== ACTION ITEM ==
Give the lines from the start of the entries through the line containing "positive clicks: (987, 159)" as a JSON list of strings, one string per line, with blank lines left out.

== INFORMATION SUPPLIED ==
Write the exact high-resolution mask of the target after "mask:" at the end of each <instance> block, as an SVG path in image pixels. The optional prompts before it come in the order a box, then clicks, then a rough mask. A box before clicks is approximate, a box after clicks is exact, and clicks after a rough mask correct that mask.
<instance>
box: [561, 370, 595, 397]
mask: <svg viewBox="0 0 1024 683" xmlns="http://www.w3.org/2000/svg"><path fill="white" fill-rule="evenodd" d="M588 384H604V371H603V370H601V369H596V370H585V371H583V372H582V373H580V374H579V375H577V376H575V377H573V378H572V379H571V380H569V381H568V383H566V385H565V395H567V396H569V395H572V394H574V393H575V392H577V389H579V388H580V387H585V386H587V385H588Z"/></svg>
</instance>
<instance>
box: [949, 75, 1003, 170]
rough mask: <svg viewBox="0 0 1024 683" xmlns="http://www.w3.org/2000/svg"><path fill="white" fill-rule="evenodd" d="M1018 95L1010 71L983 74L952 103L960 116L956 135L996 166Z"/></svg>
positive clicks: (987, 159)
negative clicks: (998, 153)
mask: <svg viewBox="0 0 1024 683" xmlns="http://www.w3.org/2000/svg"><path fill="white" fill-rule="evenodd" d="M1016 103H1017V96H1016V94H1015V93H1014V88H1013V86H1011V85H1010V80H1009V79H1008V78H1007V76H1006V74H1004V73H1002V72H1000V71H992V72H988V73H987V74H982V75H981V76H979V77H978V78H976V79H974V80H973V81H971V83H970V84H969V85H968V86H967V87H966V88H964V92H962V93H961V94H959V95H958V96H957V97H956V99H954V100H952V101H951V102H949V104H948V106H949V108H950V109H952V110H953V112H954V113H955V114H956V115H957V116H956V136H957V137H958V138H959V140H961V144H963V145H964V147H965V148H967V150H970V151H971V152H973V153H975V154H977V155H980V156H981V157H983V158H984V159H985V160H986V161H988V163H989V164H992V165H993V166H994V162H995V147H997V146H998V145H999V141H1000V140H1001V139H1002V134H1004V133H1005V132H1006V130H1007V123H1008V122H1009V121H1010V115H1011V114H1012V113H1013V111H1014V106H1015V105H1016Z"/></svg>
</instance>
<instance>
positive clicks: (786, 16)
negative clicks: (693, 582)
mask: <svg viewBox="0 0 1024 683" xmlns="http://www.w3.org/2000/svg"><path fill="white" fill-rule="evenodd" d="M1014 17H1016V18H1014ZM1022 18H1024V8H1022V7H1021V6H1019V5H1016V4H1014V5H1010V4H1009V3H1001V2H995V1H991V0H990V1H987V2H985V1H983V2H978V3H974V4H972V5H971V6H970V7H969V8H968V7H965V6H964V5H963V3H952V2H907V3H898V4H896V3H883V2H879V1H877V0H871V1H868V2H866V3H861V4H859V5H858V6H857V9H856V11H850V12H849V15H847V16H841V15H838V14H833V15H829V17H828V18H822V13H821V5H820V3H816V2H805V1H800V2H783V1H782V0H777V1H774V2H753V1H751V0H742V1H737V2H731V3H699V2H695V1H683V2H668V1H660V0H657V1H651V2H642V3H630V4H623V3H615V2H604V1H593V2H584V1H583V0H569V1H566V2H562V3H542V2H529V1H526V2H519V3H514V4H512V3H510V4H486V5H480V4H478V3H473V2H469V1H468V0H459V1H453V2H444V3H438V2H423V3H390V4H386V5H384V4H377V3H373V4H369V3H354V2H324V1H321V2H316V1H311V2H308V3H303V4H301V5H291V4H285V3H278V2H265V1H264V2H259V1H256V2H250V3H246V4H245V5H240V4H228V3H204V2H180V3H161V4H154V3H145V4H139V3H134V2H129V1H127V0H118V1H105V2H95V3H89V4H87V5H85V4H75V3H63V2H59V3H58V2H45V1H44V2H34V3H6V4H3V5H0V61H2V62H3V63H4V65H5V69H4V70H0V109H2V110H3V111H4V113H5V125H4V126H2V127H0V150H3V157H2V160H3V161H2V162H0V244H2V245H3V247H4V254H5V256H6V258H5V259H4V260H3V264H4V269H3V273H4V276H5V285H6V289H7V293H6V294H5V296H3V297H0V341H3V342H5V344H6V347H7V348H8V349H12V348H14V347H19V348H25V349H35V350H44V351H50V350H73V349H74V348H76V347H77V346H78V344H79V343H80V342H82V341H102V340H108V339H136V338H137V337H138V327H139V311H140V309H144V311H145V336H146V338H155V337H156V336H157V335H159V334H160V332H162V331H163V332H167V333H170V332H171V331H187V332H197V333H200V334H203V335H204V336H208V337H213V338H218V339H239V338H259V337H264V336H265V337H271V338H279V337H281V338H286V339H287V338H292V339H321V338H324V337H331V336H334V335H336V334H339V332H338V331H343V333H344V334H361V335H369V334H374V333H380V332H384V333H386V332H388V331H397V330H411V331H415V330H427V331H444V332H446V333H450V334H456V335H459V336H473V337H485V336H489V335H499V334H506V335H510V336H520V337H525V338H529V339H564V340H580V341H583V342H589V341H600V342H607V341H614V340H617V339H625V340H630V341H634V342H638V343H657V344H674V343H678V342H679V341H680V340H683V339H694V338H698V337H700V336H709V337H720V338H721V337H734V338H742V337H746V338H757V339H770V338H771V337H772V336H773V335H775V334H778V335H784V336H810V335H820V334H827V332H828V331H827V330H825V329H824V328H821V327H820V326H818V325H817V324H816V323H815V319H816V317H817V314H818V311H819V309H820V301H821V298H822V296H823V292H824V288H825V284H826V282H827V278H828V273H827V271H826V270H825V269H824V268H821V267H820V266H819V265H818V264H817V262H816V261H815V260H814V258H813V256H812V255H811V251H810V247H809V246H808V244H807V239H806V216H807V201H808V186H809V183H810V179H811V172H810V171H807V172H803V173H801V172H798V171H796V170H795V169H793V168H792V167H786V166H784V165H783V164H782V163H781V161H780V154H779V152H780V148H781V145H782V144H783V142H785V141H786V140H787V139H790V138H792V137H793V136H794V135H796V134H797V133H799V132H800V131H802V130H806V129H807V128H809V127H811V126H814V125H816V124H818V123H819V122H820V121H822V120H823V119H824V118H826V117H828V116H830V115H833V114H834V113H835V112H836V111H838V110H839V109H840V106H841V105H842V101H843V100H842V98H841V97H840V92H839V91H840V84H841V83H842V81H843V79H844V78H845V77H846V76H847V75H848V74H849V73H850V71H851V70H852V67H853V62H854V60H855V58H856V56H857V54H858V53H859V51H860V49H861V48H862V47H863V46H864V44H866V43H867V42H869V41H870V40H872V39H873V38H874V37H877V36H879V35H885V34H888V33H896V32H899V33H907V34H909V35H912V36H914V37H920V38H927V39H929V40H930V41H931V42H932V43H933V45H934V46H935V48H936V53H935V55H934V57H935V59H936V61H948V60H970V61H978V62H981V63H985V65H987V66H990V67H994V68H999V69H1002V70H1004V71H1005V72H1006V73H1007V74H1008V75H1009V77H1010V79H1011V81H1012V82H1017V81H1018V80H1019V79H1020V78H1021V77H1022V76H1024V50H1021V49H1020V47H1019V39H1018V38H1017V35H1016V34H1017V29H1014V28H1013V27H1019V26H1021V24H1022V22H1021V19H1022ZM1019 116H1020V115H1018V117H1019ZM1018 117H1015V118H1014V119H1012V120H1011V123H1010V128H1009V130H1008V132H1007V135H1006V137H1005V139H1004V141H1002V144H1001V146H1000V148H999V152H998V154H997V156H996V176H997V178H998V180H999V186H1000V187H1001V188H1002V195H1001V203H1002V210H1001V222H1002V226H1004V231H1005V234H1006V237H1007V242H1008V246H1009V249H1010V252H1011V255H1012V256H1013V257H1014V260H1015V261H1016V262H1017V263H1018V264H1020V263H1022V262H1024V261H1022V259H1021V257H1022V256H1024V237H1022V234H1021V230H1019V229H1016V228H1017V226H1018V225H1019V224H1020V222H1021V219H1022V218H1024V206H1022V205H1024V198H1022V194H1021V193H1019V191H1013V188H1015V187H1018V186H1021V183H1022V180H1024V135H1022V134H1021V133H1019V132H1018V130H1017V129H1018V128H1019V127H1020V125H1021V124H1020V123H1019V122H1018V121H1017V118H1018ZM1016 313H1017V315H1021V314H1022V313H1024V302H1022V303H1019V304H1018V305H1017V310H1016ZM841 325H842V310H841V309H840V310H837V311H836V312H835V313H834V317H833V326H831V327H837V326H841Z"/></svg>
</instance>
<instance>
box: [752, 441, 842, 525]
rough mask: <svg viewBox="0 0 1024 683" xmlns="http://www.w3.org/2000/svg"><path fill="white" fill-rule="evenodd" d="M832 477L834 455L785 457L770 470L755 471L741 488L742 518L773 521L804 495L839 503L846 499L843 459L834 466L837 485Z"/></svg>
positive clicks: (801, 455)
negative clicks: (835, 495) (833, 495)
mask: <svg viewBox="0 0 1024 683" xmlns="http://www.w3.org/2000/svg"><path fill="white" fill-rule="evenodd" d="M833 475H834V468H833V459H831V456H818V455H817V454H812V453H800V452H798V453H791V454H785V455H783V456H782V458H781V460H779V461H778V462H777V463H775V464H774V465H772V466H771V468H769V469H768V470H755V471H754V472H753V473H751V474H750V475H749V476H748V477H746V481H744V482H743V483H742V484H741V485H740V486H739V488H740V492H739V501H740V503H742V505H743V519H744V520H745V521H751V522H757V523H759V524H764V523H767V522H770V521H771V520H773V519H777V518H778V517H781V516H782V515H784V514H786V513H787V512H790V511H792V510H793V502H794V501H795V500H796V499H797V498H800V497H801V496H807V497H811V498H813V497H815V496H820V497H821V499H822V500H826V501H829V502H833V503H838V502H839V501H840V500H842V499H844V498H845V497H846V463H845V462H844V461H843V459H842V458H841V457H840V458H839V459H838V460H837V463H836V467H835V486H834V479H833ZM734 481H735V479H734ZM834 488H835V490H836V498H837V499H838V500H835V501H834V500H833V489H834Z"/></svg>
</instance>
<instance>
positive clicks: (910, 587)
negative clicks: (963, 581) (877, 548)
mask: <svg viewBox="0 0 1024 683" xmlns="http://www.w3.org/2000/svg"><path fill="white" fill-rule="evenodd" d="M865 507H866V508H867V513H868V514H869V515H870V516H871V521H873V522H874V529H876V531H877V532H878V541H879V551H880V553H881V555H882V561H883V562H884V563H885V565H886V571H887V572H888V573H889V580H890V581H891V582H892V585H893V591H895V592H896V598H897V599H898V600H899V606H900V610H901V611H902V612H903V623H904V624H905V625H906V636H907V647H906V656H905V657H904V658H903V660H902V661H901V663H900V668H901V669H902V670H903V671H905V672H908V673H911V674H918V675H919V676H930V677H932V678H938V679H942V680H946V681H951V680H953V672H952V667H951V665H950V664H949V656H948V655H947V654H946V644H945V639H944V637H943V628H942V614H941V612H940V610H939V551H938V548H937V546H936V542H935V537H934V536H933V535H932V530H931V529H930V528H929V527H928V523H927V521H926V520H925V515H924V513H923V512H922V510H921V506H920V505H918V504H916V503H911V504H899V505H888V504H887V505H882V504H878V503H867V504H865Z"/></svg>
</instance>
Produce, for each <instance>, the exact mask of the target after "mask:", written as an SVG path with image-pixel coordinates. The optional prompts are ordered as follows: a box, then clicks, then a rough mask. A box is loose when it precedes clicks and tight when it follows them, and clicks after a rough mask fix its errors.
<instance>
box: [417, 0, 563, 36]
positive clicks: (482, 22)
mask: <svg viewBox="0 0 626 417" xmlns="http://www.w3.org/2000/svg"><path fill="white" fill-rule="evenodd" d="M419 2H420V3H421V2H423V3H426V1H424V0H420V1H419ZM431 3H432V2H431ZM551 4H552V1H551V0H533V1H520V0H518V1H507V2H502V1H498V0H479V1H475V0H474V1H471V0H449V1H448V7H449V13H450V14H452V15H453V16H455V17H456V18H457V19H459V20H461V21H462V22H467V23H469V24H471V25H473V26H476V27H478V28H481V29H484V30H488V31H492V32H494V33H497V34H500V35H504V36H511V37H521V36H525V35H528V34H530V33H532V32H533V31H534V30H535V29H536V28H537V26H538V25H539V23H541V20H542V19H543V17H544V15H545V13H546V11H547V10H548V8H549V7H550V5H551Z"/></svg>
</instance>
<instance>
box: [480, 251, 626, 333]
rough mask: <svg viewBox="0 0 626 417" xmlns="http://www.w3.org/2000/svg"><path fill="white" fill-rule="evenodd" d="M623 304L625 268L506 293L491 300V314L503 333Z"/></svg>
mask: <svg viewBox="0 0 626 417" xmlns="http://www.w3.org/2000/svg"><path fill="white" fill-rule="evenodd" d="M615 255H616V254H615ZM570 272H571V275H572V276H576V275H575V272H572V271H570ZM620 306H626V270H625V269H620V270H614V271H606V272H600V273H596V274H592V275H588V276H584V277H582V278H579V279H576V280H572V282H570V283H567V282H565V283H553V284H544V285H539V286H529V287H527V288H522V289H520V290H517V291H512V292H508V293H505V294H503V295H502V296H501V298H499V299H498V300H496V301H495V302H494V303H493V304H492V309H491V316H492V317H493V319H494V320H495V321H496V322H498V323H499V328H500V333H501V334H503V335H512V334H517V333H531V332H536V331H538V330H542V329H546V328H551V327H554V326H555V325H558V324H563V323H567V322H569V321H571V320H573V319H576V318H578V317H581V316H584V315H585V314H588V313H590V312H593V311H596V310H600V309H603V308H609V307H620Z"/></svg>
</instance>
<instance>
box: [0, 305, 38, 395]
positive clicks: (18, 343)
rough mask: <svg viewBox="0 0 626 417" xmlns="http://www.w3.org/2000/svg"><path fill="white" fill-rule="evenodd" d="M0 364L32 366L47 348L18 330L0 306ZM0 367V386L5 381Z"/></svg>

== REPLY TO THE TASK ==
[
  "Write the exact high-resolution mask of the target after \"mask:\" at the end of each <instance> block, as an SVG path in image pixels. The optional prompts before it come in the order a box, then clicks, then a rough mask. A box before clicks is approximate, a box after clicks is exact, and clicks after a rough mask correct that mask.",
  "<instance>",
  "box: [561, 370, 595, 397]",
  "mask: <svg viewBox=\"0 0 1024 683\" xmlns=\"http://www.w3.org/2000/svg\"><path fill=\"white\" fill-rule=\"evenodd\" d=\"M588 384H604V371H603V370H601V369H596V370H585V371H583V372H582V373H580V374H579V375H577V376H575V377H573V378H572V379H571V380H569V381H568V383H566V385H565V395H567V396H569V395H572V394H574V393H575V392H577V389H579V388H580V387H585V386H587V385H588Z\"/></svg>",
  "</instance>",
  "<instance>",
  "box: [949, 75, 1003, 170]",
  "rough mask: <svg viewBox=\"0 0 1024 683\" xmlns=\"http://www.w3.org/2000/svg\"><path fill=\"white\" fill-rule=\"evenodd\" d=\"M1018 95L1010 71L983 74L952 103L960 116L956 135L996 166Z\"/></svg>",
  "positive clicks: (987, 159)"
]